• **Work task**: Below are the records. Count the lines containing the string "white", and reply with the number alone.

• **Data**:
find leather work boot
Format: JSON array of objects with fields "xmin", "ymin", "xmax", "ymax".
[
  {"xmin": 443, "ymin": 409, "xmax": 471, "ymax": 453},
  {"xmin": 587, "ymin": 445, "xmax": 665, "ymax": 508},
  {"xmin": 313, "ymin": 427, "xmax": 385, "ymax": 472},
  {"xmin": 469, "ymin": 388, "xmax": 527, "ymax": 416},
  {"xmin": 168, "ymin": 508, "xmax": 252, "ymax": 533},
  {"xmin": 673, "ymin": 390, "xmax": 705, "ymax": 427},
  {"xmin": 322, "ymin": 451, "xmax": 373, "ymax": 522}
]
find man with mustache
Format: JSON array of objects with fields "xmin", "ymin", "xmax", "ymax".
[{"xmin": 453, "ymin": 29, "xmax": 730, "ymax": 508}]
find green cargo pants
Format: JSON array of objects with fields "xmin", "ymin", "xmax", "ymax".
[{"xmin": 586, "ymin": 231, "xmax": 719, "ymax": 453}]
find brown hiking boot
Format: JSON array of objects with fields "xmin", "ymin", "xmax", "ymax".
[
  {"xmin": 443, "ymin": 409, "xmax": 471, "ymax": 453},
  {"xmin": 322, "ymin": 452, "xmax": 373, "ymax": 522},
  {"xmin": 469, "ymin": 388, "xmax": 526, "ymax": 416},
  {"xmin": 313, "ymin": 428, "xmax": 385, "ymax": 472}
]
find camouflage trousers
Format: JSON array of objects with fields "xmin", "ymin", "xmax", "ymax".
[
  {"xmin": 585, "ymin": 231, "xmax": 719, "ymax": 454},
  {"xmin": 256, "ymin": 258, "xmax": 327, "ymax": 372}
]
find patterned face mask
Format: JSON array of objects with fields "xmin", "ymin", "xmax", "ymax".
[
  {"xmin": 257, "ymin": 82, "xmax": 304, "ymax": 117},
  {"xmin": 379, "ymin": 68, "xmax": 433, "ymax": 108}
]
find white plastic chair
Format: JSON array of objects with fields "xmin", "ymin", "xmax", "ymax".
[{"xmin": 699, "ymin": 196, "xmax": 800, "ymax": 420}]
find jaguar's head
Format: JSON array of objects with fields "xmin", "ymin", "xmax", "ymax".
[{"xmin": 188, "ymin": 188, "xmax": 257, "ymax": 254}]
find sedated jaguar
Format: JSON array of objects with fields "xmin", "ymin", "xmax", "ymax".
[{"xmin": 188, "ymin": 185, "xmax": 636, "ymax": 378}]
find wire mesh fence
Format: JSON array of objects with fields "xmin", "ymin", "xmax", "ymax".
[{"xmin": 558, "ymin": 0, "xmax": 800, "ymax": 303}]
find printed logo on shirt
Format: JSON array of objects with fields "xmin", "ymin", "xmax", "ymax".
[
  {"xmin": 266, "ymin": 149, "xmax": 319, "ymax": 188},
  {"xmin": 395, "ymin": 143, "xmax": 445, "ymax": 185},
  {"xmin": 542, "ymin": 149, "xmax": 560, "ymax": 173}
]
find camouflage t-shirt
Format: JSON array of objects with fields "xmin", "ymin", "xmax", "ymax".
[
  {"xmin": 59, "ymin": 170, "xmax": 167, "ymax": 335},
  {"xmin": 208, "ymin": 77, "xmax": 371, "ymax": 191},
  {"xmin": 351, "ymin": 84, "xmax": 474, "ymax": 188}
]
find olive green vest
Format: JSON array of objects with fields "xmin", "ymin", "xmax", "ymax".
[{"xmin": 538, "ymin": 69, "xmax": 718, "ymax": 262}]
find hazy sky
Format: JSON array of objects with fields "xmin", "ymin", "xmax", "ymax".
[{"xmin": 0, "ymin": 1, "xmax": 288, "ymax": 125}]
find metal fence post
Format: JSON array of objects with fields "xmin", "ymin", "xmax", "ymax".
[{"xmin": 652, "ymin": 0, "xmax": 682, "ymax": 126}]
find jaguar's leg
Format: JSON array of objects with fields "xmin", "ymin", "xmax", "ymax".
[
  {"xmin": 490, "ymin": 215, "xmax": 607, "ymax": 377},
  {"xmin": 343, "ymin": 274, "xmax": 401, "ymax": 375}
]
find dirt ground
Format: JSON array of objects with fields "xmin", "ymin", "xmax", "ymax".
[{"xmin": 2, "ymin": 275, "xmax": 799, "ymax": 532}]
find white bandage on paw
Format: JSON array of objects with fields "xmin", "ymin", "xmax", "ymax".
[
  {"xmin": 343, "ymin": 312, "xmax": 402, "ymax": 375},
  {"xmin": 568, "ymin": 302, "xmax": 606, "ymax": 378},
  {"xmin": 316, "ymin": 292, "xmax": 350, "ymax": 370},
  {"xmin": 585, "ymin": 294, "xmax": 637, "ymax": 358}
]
---
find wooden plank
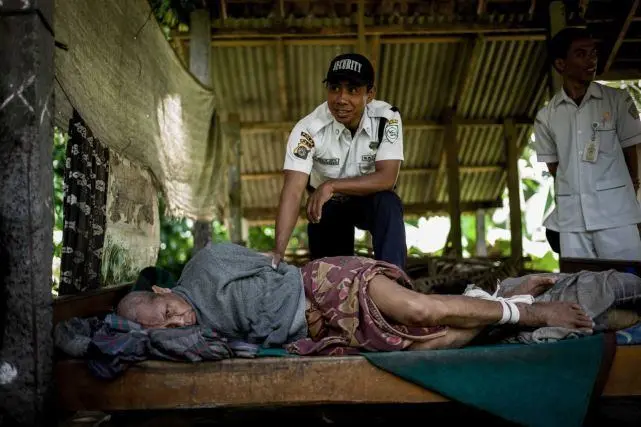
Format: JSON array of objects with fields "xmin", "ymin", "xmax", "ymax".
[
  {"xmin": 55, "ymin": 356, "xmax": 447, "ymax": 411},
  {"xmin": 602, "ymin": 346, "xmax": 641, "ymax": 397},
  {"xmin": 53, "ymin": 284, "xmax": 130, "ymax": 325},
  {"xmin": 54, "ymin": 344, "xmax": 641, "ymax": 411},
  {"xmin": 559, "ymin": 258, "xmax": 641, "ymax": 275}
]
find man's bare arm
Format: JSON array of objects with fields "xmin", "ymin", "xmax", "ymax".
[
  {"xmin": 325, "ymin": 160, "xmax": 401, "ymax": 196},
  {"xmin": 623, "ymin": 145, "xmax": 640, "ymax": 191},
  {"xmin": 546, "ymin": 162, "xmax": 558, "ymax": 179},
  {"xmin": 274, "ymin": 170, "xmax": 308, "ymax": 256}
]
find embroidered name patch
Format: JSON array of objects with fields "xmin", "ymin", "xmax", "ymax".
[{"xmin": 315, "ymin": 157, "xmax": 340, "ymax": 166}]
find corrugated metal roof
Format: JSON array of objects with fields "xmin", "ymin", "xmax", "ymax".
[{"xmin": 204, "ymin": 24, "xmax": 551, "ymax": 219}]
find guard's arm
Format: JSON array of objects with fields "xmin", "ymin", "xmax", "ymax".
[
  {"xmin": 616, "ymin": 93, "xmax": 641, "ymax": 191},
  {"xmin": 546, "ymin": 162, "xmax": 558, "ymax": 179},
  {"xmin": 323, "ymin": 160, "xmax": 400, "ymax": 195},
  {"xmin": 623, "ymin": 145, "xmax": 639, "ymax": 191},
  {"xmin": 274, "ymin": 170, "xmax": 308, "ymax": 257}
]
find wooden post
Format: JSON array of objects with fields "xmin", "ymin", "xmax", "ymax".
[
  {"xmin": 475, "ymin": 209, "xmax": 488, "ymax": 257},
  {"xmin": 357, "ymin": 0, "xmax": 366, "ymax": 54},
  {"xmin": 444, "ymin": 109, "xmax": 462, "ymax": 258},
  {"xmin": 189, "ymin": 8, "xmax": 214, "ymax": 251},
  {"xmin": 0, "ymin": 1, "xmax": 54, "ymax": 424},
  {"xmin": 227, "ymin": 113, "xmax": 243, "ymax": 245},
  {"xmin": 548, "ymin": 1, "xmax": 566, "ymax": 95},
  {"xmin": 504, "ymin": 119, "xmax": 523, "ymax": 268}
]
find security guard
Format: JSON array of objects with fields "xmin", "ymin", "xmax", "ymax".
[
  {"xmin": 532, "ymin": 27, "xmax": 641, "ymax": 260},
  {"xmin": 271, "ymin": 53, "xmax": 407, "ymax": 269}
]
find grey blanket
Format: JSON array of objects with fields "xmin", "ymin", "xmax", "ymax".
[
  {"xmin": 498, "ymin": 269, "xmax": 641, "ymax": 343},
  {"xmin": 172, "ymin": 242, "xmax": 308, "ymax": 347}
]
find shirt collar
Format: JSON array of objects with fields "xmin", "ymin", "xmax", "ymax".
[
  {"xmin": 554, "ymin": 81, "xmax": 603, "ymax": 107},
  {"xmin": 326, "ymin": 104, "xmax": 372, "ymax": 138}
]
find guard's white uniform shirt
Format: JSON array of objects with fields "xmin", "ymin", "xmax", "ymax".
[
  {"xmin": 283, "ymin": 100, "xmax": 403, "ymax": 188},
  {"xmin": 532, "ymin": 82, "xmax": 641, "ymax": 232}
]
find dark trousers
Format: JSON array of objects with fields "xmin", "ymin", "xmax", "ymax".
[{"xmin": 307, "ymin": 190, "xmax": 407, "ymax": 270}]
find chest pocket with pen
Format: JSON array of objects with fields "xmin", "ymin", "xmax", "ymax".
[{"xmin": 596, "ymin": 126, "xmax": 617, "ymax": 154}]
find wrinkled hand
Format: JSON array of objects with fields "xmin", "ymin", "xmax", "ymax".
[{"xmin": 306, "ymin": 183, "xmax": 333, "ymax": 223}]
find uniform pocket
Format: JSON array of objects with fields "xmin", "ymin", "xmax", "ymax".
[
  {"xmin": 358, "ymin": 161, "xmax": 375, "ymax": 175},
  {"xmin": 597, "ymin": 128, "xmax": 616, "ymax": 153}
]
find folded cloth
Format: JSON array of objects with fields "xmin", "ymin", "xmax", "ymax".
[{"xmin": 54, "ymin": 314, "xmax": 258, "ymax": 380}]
* * *
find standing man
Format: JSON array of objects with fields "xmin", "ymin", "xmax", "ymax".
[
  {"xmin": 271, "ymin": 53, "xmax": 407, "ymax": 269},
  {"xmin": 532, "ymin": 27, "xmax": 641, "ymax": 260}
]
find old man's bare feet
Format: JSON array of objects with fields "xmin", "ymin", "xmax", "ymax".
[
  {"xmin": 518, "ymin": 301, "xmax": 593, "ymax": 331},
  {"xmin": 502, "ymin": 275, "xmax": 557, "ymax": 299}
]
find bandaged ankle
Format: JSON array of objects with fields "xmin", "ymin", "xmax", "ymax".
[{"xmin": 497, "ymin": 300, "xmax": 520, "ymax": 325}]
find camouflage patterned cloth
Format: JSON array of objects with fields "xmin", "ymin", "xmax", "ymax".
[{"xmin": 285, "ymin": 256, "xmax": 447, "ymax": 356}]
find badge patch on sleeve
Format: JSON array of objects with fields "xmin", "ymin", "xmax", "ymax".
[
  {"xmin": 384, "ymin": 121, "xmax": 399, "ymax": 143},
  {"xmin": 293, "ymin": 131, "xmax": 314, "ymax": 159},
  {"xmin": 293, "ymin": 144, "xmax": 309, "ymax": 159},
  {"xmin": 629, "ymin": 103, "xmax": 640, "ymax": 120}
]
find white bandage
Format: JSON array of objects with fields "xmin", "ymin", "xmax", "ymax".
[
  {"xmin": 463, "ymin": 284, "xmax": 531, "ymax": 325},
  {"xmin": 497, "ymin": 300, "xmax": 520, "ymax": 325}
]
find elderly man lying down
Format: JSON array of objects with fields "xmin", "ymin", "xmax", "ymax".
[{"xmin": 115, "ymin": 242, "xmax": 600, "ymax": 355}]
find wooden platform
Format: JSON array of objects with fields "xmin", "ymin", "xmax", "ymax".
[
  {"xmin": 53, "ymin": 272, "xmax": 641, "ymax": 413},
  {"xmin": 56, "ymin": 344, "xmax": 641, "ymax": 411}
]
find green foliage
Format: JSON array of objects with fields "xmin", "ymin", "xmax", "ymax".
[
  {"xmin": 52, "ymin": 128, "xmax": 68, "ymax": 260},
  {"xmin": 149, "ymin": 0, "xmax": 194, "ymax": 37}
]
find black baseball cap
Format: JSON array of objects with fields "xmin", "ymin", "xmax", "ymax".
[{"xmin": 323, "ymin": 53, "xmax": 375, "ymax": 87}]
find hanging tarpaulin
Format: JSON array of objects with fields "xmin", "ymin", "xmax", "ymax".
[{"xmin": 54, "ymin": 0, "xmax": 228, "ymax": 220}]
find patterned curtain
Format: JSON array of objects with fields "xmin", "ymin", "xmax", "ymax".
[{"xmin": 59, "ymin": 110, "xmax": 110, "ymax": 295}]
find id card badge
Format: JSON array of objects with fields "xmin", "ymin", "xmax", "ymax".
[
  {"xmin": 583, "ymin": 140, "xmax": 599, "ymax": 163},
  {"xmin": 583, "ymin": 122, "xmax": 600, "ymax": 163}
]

• **Solved problem**: 4